**To be done**:
Pull out each of the lines below that contains the word "tree", copying them unchanged.

**Materials provided**:

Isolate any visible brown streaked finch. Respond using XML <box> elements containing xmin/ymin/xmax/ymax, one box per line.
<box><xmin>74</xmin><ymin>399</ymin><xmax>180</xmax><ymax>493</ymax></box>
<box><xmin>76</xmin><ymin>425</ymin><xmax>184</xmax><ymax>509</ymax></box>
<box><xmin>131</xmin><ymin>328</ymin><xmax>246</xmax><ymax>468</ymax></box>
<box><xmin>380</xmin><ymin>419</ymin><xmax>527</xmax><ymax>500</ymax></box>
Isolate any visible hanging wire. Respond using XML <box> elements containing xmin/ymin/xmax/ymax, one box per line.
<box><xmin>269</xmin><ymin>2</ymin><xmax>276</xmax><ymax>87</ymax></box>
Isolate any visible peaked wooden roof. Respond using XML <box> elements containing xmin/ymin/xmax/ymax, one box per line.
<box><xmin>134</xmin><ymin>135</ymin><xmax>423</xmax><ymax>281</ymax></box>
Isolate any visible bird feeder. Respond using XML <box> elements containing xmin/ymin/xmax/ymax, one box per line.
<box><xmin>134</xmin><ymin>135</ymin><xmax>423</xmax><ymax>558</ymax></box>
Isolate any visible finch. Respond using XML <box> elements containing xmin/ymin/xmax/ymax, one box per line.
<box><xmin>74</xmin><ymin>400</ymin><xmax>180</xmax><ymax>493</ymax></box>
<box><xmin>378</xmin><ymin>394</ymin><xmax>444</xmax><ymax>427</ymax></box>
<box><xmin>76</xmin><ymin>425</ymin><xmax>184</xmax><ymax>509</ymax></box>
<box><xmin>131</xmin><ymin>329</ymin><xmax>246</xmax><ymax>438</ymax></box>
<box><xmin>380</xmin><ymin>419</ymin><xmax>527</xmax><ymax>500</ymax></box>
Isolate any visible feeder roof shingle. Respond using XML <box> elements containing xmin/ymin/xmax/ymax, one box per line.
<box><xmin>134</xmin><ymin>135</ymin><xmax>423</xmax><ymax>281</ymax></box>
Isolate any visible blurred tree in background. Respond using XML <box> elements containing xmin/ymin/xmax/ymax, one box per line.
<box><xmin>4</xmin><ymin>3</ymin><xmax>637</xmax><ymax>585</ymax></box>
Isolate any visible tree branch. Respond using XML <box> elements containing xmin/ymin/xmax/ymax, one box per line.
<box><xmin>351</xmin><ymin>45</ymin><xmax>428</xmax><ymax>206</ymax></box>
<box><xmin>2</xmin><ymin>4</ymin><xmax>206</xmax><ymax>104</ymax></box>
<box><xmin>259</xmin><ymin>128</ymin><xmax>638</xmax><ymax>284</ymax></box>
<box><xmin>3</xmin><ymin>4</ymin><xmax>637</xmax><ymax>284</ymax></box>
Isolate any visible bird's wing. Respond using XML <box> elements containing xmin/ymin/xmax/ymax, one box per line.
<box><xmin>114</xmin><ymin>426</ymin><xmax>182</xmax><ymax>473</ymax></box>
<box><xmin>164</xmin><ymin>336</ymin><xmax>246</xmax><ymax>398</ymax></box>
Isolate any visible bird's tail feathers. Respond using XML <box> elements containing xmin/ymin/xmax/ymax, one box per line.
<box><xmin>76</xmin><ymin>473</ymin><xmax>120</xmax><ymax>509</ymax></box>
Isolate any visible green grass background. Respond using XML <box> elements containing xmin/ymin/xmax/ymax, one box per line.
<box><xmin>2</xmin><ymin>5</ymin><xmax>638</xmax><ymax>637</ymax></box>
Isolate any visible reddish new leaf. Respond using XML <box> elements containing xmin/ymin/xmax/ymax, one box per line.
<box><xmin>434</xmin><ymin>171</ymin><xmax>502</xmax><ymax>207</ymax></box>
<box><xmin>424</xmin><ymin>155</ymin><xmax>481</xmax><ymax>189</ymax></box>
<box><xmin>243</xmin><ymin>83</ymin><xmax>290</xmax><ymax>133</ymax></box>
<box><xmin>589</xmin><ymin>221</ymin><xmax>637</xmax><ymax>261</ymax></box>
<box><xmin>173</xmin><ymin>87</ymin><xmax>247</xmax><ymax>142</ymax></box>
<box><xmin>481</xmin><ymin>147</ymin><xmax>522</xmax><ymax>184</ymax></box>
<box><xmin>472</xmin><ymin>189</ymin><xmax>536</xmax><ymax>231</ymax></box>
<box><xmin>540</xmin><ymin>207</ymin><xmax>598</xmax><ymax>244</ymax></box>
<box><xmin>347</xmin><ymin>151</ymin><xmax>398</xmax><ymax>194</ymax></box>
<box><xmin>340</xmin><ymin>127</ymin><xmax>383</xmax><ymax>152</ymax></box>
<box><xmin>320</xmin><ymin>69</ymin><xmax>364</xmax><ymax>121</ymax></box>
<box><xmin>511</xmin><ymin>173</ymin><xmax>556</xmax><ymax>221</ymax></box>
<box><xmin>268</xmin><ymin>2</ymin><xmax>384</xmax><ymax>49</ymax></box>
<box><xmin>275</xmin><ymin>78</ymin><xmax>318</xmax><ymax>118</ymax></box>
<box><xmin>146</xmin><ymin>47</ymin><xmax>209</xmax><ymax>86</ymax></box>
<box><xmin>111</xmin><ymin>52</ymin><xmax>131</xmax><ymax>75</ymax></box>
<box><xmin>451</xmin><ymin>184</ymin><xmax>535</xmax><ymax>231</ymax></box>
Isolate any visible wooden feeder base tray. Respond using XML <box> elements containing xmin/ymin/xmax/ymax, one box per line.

**Result of the task**:
Isolate any visible blurred tree in background. Respond using XML <box> elements containing xmin/ymin/xmax/ymax, one box per line.
Isolate any visible tree branch. Respond using XML <box> elements containing xmin/ymin/xmax/ymax, one box per line.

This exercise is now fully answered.